Could you reproduce, exactly as written, every line from the one containing "Target: black leather shoe" through the last line of the records, and nothing else?

--- Extracted material Enclosed Below ---

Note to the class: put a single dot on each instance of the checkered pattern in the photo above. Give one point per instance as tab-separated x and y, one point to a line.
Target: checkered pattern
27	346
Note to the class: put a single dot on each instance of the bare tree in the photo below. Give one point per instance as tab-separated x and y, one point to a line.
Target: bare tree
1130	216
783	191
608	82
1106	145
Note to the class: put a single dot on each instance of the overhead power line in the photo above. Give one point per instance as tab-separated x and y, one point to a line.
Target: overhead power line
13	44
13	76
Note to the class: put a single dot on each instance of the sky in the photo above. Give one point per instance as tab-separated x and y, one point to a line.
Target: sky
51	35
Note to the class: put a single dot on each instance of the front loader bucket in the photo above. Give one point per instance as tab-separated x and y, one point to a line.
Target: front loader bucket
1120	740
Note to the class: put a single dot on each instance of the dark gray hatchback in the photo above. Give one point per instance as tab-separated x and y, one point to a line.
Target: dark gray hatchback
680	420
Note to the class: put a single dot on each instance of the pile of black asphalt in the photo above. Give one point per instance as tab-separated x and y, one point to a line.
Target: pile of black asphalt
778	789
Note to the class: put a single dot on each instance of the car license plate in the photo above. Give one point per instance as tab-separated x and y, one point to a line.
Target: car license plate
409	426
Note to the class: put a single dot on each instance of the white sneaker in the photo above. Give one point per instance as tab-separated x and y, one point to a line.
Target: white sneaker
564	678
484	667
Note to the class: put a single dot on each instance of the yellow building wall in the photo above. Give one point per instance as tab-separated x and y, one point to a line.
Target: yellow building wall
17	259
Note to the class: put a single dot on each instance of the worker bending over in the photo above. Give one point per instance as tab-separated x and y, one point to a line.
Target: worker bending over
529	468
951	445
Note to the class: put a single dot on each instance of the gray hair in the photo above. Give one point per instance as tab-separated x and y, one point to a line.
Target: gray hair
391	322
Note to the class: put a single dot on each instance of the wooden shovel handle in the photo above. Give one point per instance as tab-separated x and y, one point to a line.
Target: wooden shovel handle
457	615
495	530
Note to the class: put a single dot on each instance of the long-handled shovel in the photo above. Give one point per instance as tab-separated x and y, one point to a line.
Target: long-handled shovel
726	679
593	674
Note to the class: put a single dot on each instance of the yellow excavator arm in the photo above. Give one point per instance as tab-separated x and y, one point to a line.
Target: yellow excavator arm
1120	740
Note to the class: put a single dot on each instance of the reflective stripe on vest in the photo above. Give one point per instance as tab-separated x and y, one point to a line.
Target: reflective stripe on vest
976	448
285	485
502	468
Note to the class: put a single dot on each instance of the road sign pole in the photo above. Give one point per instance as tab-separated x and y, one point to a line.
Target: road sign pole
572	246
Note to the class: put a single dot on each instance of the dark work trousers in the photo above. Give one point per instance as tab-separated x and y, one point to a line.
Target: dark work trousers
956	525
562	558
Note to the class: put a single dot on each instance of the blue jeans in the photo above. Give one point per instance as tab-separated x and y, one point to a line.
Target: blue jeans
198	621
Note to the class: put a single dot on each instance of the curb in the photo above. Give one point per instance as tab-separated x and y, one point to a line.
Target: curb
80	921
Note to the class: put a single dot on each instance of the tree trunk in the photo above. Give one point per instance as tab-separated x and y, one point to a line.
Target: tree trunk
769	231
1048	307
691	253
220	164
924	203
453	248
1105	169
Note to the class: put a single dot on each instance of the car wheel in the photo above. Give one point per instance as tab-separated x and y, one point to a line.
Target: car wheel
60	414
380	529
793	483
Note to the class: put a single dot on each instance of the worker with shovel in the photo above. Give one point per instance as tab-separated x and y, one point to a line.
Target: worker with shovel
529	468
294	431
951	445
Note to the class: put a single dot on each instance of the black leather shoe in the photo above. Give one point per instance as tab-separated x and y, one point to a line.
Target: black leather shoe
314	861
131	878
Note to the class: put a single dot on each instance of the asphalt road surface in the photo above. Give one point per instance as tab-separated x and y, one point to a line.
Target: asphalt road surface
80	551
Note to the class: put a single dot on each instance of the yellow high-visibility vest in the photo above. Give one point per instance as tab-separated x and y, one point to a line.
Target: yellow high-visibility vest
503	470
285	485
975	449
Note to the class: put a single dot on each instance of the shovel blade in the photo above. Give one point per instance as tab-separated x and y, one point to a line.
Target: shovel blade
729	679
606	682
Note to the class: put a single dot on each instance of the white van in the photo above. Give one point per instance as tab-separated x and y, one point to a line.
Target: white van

--- End of Enclosed Extracted material ---

» The completed task
Target: black leather shoe
314	861
131	878
Note to the class: put a single dot on each instance of the asphalt road surface in the photo above. Give one point per instance as tab-separated x and y, one point to a line.
Target: asphalt road surface
80	551
Note to the class: put a single dot on each instance of the yellow high-visibility vest in the photo above. Give one point per instance as tab-separated x and y, one point to a line.
Target: yellow high-visibility vest
503	470
285	485
975	449
Note to the class: put a single dot on each instance of the shovel blade in the photo above. Give one point per instance as tab-separated x and y, one point to a line.
Target: shovel blade
729	679
606	682
Note to the class: put a single dot on each instance of the white van in the photo above. Give one point per instance as tab-separated x and y, one point to a line.
Target: white van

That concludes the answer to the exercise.